• [Listed records]
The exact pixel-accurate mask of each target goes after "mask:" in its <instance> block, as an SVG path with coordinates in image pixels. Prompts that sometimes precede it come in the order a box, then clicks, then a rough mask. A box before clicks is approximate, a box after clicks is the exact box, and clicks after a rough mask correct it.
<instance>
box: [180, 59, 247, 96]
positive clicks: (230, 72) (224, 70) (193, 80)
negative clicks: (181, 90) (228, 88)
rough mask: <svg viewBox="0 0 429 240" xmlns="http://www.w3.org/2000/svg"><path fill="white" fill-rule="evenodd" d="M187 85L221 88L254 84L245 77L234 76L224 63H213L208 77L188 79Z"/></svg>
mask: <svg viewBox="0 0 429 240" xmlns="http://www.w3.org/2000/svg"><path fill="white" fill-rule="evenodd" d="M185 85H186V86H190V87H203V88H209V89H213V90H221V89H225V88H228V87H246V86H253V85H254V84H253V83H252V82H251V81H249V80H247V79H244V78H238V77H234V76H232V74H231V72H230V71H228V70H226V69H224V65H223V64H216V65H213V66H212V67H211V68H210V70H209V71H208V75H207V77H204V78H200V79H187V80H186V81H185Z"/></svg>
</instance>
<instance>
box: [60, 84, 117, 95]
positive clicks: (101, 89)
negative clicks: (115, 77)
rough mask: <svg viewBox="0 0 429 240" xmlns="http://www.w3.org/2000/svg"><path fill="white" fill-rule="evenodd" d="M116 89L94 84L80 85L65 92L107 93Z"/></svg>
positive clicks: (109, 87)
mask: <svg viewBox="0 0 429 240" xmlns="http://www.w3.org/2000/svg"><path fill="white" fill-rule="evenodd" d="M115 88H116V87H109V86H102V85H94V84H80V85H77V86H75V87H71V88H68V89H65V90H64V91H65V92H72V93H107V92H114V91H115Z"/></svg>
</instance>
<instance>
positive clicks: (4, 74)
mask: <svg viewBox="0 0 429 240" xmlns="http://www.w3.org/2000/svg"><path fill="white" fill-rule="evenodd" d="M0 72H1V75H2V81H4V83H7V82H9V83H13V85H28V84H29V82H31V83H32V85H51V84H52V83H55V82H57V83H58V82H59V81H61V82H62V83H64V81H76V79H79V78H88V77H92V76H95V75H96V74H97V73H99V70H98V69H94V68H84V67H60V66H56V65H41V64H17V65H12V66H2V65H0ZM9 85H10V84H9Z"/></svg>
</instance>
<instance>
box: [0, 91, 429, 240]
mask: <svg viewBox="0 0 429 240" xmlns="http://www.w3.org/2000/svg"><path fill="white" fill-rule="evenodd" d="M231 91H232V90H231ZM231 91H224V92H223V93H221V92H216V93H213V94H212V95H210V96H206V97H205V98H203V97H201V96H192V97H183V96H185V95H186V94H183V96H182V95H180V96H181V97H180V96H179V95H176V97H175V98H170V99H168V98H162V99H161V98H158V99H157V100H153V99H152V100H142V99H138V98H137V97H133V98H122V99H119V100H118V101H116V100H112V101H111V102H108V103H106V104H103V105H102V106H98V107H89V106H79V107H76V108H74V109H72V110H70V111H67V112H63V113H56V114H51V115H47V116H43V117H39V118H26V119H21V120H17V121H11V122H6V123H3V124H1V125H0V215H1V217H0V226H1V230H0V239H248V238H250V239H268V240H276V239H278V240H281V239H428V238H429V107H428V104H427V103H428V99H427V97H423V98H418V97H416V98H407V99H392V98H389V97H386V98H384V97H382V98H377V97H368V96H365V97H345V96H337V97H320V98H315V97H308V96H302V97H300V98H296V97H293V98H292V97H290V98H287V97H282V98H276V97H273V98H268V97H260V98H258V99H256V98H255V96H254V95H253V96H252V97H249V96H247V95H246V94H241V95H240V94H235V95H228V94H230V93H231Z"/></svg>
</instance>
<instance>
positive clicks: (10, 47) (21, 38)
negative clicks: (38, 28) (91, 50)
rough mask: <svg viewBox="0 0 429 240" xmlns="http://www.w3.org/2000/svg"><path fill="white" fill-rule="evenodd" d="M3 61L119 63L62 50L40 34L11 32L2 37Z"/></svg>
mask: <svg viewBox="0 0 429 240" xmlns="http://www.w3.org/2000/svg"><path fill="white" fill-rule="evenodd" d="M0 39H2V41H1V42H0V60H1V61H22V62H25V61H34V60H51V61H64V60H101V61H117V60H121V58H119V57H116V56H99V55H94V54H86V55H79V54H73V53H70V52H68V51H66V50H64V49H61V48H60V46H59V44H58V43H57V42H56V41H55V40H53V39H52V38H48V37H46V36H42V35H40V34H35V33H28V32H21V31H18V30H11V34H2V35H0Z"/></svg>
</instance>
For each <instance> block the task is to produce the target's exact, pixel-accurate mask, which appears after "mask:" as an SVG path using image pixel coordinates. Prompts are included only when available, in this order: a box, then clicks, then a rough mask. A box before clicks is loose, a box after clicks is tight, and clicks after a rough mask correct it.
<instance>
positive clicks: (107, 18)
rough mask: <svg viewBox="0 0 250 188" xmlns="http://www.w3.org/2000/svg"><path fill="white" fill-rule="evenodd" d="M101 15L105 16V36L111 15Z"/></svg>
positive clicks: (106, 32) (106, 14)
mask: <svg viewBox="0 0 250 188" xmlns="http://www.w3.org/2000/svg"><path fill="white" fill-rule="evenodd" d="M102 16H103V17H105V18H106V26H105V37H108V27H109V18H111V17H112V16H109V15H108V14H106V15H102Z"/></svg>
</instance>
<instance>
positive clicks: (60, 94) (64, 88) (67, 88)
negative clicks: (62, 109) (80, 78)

• [Work to complete] Please count the lines in the entries above that contain the string "negative" and reply with that number alone.

• [Response] 4